Excerpted text →
○ ○ ○ ○
Thought of the Day, 25 May 13

Re., Xbox One.

First, "Xbox One" is a dumbass name. When you mention "Xbox 1" are you talking about the original Xbox, or the Xbox that is actually the third one? It's the Rambo syndrome.

Secondly, shut up about backwards compatiblity. Backwards compatibility has always been a joke. Gamers bitch about it, the same gamers who preorder every single title they play, thus telling the industry that they value immediate satisfaction over graphics technology, writing, voice acting, writing, score, gameplay, or any other possible facet that constitutes a good game.

Gamers are dumb as sh!t. They will buy whatever you plop in front of them, given sufficient marketing. This Xbox backwards compatibility issue is a "versus" one solely. Leave it to that crowd, who are so goddamn stupid that every publisher should refuse to sell them games; no, not even Angry Birds Friends should work for them. They can download and play Snood, and b!tch to each other about how it works better on Linux.

Thought of the Day: Gaming, 30 Jan 13

More complaining follows.


I can barely be brought to even care about this, but I don't see why anybody else would either. Anyone who has been wandering around in Oblivion or Skyrim thinking "Boy, this would be so much fun if a hoard of other players were wandering around with me" has obviously never played an MMO. Having a hoard of human players wandering around the world with you is not fun. It's so not fun that pretty much every modern MMO uses instances. They do this specifically so that there aren't a million other people trying to ruin you or your party's fun while you kill critters.

Secondly, I didn't know there were many people itching to explore Tamriel in an MMO. If you don't know what Tamriel is, then A.) Thanks for making my point, and B.) Tamriel is the world in which the Elder Scrolls games take place. Tamriel does not have the same appeal of Star Wars, Middle Earth, or the Forgotten Realms. Even if it did, guess what? There are half a dozen games that already exist where you can explore Tamriel. MMOs aren't about exploring a world and reading lore books anyway. They're about grinding to max level for a year, then raiding high level dungeons with your guild, until you get bored and cancel your subscription.

Finally, the mechanics of Elder Scrolls games do not translate to an MMO. The leveling mechanics won't work without drastic overhaul. I can grind my Blade skill in Oblivion to max level in a day. Most people who play an Elder Scrolls game to its conclusion probably have high levels in a number of skills. That doesn't work when trying to set up classes in an MMO. The open world setting doesn't work in an MMO for the reasons I mentioned above. When you take away the leveling system and the open world, what you're left with is not an Elder Scrolls game.
○ ○ ○ ○
Stated exercise a → Quote the gaming post from "Gamers are dumb" to "better on Linux.".
The gaming post and the rows below it are unrelated material.

Given records →
○ ○ ○ ○
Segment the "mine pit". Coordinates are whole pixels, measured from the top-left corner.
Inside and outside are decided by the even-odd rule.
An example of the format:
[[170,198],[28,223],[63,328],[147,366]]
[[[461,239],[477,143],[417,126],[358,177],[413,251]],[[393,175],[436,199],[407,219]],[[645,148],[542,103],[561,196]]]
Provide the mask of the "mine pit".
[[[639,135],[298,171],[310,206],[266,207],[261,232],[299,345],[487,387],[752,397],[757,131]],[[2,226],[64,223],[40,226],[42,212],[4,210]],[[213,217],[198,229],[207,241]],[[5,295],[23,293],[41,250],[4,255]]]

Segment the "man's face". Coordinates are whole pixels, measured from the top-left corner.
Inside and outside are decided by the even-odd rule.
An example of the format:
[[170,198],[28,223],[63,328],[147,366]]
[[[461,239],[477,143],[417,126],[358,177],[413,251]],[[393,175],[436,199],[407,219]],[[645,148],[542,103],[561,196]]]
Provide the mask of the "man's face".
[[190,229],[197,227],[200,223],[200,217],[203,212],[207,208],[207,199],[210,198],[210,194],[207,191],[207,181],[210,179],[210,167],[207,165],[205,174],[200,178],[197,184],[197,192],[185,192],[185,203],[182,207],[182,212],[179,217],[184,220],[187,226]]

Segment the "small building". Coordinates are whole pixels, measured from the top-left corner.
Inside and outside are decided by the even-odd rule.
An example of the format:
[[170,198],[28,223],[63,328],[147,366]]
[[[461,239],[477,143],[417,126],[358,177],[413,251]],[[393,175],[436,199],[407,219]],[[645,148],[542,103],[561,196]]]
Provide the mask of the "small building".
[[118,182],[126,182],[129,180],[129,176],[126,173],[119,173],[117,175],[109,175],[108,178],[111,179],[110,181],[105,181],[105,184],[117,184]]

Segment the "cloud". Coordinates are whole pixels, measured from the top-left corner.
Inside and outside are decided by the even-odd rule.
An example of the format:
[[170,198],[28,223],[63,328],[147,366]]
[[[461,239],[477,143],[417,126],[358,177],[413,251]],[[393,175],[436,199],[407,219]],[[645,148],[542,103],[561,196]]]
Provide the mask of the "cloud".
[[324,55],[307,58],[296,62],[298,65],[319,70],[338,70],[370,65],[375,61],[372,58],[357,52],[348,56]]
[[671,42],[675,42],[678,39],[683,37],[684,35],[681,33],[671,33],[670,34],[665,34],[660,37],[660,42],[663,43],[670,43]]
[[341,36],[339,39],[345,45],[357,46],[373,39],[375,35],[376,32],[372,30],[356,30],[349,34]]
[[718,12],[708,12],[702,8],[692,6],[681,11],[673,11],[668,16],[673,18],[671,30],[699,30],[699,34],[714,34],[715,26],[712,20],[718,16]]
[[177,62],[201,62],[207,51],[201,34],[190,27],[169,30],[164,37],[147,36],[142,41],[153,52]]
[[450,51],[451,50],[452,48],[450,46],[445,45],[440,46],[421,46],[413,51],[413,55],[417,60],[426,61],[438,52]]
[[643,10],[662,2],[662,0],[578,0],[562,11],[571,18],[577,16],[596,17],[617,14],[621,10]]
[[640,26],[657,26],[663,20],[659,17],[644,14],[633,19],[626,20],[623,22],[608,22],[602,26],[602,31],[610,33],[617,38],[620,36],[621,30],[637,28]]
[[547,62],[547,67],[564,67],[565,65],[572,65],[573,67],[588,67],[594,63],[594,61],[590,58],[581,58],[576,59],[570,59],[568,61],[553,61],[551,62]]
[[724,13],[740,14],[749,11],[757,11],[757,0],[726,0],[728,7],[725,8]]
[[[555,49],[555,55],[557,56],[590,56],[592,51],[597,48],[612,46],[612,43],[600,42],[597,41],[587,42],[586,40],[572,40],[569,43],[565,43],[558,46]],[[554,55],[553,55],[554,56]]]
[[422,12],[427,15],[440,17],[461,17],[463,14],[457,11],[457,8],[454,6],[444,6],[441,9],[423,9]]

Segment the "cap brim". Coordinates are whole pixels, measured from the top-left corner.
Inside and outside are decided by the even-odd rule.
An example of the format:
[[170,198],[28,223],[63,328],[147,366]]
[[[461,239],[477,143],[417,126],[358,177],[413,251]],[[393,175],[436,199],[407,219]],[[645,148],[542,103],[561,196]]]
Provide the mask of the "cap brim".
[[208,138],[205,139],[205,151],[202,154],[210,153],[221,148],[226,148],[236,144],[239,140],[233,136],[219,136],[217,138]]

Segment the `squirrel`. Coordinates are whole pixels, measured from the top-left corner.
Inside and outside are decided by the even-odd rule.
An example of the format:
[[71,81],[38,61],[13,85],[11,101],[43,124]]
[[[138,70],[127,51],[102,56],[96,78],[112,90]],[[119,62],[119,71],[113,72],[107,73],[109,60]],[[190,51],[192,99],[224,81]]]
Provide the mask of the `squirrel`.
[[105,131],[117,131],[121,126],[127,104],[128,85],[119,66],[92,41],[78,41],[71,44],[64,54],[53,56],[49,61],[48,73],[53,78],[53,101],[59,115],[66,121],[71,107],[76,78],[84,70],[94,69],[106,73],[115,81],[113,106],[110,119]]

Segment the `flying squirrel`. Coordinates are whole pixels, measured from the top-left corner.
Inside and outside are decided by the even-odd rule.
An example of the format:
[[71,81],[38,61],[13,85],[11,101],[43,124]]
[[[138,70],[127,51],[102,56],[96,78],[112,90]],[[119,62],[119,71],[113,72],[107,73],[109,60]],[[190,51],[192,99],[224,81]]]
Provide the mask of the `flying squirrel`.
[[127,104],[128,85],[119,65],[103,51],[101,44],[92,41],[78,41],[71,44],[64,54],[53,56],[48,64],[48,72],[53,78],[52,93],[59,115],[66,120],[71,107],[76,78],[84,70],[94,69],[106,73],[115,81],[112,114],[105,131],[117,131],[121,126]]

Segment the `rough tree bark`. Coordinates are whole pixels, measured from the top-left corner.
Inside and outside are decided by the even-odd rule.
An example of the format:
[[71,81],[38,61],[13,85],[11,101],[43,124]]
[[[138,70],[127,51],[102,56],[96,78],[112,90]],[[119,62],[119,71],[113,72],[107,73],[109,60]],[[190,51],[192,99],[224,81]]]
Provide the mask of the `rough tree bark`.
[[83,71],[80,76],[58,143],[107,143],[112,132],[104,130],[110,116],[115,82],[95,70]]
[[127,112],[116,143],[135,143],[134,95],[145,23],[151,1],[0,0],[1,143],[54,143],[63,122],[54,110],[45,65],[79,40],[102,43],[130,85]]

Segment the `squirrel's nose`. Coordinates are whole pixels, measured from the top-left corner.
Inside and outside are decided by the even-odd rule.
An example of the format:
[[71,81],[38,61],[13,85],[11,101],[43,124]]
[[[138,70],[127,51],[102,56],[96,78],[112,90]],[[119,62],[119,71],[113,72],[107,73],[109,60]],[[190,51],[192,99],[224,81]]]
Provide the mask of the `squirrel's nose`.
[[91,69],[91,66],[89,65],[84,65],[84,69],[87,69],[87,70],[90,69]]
○ ○ ○ ○
Stated exercise b → How many lines of the rows contain the string "tree"? Reply with the number only.

Worked answer a →
Gamers are dumb as sh!t. They will buy whatever you plop in front of them, given sufficient marketing. This Xbox backwards compatibility issue is a "versus" one solely. Leave it to that crowd, who are so goddamn stupid that every publisher should refuse to sell them games; no, not even Angry Birds Friends should work for them. They can download and play Snood, and b!tch to each other about how it works better on Linux.

Worked answer b → 2